## 課題内容
提示テキストのうち、「グーグルの考える高いコンテン」から始まり「入が黙っていても入ってくる。」までの部分を、「グーグル」をすべて「Google」に置き換えて書き直せ。

## 提示テキスト
↓↓↓

グーグルの考える高いコンテンツ品質とは大まかにいうと、内容が豊富であり、単に検索したキーワードが入っているにとどまらず、ユーザーの需要に応える情報を供給していることだ。この状態を備えた記事を上位に表示するために、グーグルは検索アルゴリズム(コンピューターの計算方式)で200もの要素を考慮している。
インターネットにちょっと詳しい程度の人では、結局のところ何を書けばアルゴリズムに評価され、検索結果の上位になれるのか今ひとつわからない。
このグーグルが詳細には明かさない「正解」を、今や日本を代表する学歴エリート集団のひとつであるDeNAは自力で導き出し、詳細なマニュアルに落とし込み、不特定多数のライターでも再現できるまでにした。その結果、DeNAのキュレーション記事はことごとく、検索結果の1位を占めるようになった。1位になれば、多くの人がクリックして読む。そうすればPV数に応じた広告収入が黙っていても入ってくる。
さて、DeNAが記事における問題を認め、サイトを一挙に閉鎖した現時点の問題は、「不正確な情報を垂れ流すことで稼いでいるのは、DeNAだけではない」ということだ。週刊東洋経済は12月5日発売号で『情報の裏側 ググるだけではカモられる』を特集。粗製乱造されるネット情報の裏側や情報賢者の読書&ネット活用法などを追っている。
SEOに詳しい鈴木謙一・ファベルカンパニー取締役はこう打ち明ける。「身近な人の健康問題で最近、ある病気について調べた。検索結果のトップ3どころか数ページにわたって表示されたのは、キュレーションサイトやアフィリエイトブログの記事。リテラシーがありこれらの記事を除外して情報を探せる人はいいが、そうではない普通の人にとっては、危険極まりない内容だ」。
不正確でも周到に対策した情報は上位に表示される
グーグルは「YMYL(ユアマネー、ユアライフ)」という言葉で、おカネと命に関わる情報については、前述のアルゴリズムでより厳しく精査している。ところがそれでも、「現在のコンピュータ技術では、記事の内容の正しさや信頼性までは判断するのは難しい」(鈴木氏)。その結果、健康に直結する医療情報ですら、不正確でも周到にSEO対策した情報が検索結果の上位に表示されている。
インターネットとスマートフォンの普及により、私たちは四六時中、情報に触れられるようになった。だがそんな現代人が、「スマホ以前」よりも飛躍的に賢くなったかというと、そうとはとうてい言えそうにない。信頼できる機関が発信しているがSEO対策を考慮していないコンテンツは情報の海に埋没する一方、エセ科学的知識や極度に偏向した政治的意見でも、検索結果の上位に表示されれば多くの人の目に触れる。ここにフェイスブックのようなSNSが絡めば、「口コミ」「知人のリコメンド」という付加価値をまとってウイルスのように拡散していく。

↑↑↑

## データ部分
↓↓↓

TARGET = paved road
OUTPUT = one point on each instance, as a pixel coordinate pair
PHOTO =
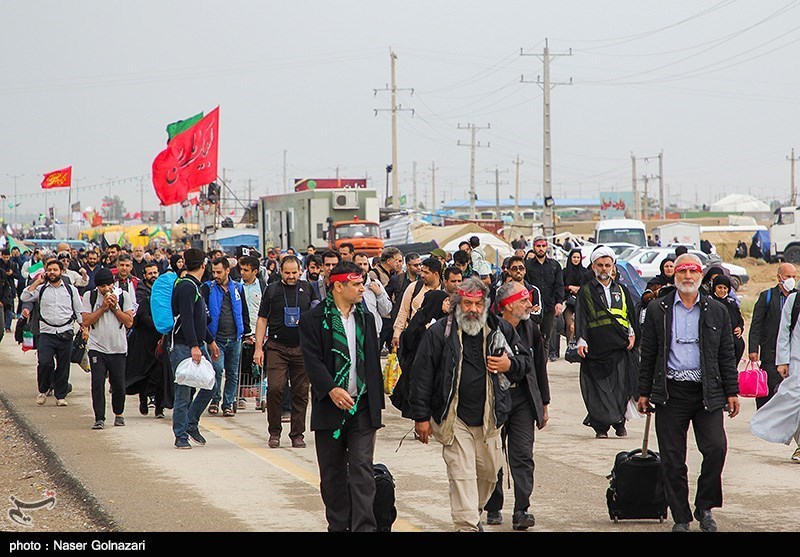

↑↑↑

## 解答
Googleの考える高いコンテンツ品質とは大まかにいうと、内容が豊富であり、単に検索したキーワードが入っているにとどまらず、ユーザーの需要に応える情報を供給していることだ。この状態を備えた記事を上位に表示するために、Googleは検索アルゴリズム(コンピューターの計算方式)で200もの要素を考慮している。
インターネットにちょっと詳しい程度の人では、結局のところ何を書けばアルゴリズムに評価され、検索結果の上位になれるのか今ひとつわからない。
このGoogleが詳細には明かさない「正解」を、今や日本を代表する学歴エリート集団のひとつであるDeNAは自力で導き出し、詳細なマニュアルに落とし込み、不特定多数のライターでも再現できるまでにした。その結果、DeNAのキュレーション記事はことごとく、検索結果の1位を占めるようになった。1位になれば、多くの人がクリックして読む。そうすればPV数に応じた広告収入が黙っていても入ってくる。